Written exercise: Transcribe the data that follows precisely, omitting nothing.

Supplied entries:
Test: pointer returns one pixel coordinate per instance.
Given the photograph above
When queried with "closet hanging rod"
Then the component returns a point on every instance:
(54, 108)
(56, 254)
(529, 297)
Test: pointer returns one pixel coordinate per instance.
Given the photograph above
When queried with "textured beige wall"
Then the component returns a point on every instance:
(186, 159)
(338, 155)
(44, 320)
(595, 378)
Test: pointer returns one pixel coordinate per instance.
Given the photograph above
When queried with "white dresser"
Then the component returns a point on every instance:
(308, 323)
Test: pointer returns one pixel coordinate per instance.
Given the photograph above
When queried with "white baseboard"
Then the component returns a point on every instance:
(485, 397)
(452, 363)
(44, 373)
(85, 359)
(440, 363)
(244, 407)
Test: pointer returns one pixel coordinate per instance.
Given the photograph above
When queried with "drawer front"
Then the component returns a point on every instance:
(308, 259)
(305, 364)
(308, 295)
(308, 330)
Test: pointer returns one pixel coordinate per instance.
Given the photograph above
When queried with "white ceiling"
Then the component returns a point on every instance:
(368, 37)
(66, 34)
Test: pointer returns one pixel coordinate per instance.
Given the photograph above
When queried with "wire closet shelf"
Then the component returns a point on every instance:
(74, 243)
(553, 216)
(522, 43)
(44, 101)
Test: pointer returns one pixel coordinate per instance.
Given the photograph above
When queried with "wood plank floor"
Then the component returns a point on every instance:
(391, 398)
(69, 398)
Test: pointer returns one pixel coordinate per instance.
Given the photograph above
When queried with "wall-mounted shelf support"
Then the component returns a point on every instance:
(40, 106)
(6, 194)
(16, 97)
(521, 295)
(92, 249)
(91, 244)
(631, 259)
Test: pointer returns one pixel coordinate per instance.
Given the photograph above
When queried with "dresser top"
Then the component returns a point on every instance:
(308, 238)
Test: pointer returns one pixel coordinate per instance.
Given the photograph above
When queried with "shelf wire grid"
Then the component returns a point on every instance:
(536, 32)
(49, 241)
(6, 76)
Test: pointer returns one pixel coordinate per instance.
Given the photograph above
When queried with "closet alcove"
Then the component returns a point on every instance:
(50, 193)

Task solution:
Test: pointer returns one pixel coordinate per instance.
Given the photograph above
When queried with "closet hanging rod"
Then the component returns a point on every instance:
(54, 108)
(56, 254)
(529, 297)
Test: pointer returns one pixel coordinate per instance.
Given the photograph above
When queried with "textured beige wall"
Then the component returns a point on every instance:
(186, 159)
(338, 155)
(44, 320)
(595, 378)
Test: pointer returns one pixel coordinate per instance.
Given the photograph above
When queried with "white dresser"
Then the component returns a point on every instance:
(308, 323)
Test: pointer returns one pixel coordinate per instance.
Given the photograph above
When queried with "white baseboard"
Then the component returns a point on every instance:
(485, 397)
(452, 363)
(44, 373)
(85, 359)
(440, 363)
(244, 407)
Test: pointer returns one pixel coordinate per instance.
Given the photograph above
When queried with "drawer front"
Then the component returns a point on every instance:
(308, 259)
(305, 364)
(308, 295)
(308, 330)
Test: pointer returns one pixel coordinate per instance.
Given the photograph above
When queried with "white ceiling"
Then the component returns a point on every instance:
(368, 37)
(66, 34)
Test: pointer returns one pixel coordinate per instance.
Given the photograph above
When queried with "wire closet shelf"
Then the component returns a point on every instance:
(74, 243)
(553, 216)
(522, 43)
(44, 101)
Test: pointer returns one pixel coordinate per instance.
Given the photograph above
When queried with "wood plank floor"
Then the component returns a point on every instance:
(391, 398)
(69, 398)
Test: pointer returns one pixel coordinate per instance.
Given the photograph above
When queried with "wall-mounted shelf support"
Then the component returns a point on every instance:
(40, 106)
(6, 194)
(16, 97)
(521, 295)
(92, 249)
(91, 244)
(631, 259)
Test: pointer returns one pixel coordinate per instance.
Given the photograph above
When queried with "dresser top"
Then the component returns a point on every instance:
(308, 238)
Test: pointer returns one pixel coordinate per instance.
Given the photograph above
When queried with "shelf wire grid"
Then the component returns a point on every instance:
(536, 32)
(49, 241)
(6, 76)
Test: pointer returns one pixel coordinate per instance.
Given the photograph above
When queried with "closet alcove"
Then the component returns a point on every instance:
(50, 193)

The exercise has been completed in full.